- Data entries:
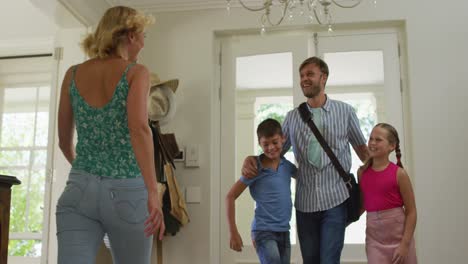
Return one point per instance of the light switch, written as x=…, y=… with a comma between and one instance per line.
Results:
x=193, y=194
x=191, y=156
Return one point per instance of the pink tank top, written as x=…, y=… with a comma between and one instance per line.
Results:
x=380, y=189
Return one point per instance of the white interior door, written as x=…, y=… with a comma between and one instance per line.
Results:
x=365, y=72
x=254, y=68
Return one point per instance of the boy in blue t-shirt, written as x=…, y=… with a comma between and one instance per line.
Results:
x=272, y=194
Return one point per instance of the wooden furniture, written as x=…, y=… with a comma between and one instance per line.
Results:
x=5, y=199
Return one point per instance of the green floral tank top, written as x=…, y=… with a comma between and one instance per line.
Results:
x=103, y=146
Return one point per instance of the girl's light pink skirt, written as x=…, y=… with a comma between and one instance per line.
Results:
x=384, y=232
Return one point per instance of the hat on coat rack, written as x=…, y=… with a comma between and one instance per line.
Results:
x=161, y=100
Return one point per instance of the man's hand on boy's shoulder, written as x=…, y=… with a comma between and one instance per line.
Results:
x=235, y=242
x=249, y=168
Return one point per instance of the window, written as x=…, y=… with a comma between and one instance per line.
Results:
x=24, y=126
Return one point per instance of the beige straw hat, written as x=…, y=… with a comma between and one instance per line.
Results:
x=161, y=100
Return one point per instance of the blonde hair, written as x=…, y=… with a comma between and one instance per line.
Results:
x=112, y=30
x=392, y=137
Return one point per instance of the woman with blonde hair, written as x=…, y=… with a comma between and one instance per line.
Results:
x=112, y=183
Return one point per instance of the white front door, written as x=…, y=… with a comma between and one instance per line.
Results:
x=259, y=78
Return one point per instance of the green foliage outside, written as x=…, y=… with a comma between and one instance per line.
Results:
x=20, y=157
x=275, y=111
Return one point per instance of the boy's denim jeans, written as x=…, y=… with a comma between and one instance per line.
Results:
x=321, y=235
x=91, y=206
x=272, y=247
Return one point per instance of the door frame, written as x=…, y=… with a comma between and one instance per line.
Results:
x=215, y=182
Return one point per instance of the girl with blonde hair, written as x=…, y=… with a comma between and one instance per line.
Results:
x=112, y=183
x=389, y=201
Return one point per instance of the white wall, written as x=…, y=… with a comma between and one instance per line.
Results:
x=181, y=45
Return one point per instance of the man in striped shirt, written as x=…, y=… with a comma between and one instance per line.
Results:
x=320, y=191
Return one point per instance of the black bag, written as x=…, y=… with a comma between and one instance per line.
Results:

--

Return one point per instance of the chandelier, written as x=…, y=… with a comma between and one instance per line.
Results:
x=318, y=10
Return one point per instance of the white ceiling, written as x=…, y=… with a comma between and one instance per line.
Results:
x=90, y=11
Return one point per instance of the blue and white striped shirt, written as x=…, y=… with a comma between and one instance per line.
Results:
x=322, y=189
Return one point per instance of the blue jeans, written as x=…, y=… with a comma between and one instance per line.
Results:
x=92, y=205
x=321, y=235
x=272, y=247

- Written instruction:
Reproduce every line above from the one containing "Return one point per instance of the light" down to the one containing "x=275, y=111", both included, without changing anything.

- Result for this exercise:
Return one point per instance of the light switch, written as x=…, y=… with a comma between and one instance per line.
Results:
x=193, y=194
x=191, y=156
Return one point per instance of the pink tank top, written as x=…, y=… with a comma between and one instance per line.
Results:
x=380, y=189
Return one point per instance of the white interior door, written as x=…, y=… with a comma between and one instance per line.
Results:
x=365, y=72
x=254, y=68
Return one point per instance of the boy in blue t-shirt, written as x=…, y=… with a comma between and one instance per line.
Results:
x=272, y=194
Return one point per instance of the wooden furniture, written as x=…, y=… with a comma between and one instance per line.
Results:
x=5, y=199
Return one point per instance of the green floral tank top, written as x=…, y=… with a comma between and one instance per line.
Results:
x=103, y=146
Return one point per instance of the girl's light pink skirt, written as x=…, y=… with a comma between and one instance per line.
Results:
x=384, y=232
Return one point per instance of the hat on coat rack, written as x=…, y=… with a comma between and one instance per line.
Results:
x=161, y=100
Return one point per instance of the man's hand on boy's shoulder, written as x=…, y=… with a comma between and one instance per line.
Results:
x=235, y=242
x=249, y=168
Return one point per instance of the window, written as x=…, y=… with a comma between and one instance per line.
Results:
x=24, y=126
Return one point per instance of the beige straw hat, written as x=…, y=… with a comma between and one instance per line.
Results:
x=161, y=100
Return one point per instance of the blonde hair, written as x=…, y=… with a comma between and one instance per line.
Results:
x=112, y=30
x=392, y=137
Return one point per instance of the woman with blonde hair, written as x=…, y=… with a comma between and one instance per line.
Results:
x=112, y=183
Return one point per instance of the white front door, written as x=…, y=… with a comma between and one instance per line.
Results:
x=259, y=78
Return one point per instance of the green foliage outside, written as x=…, y=… with a comma between and one instance per line.
Results:
x=20, y=157
x=275, y=111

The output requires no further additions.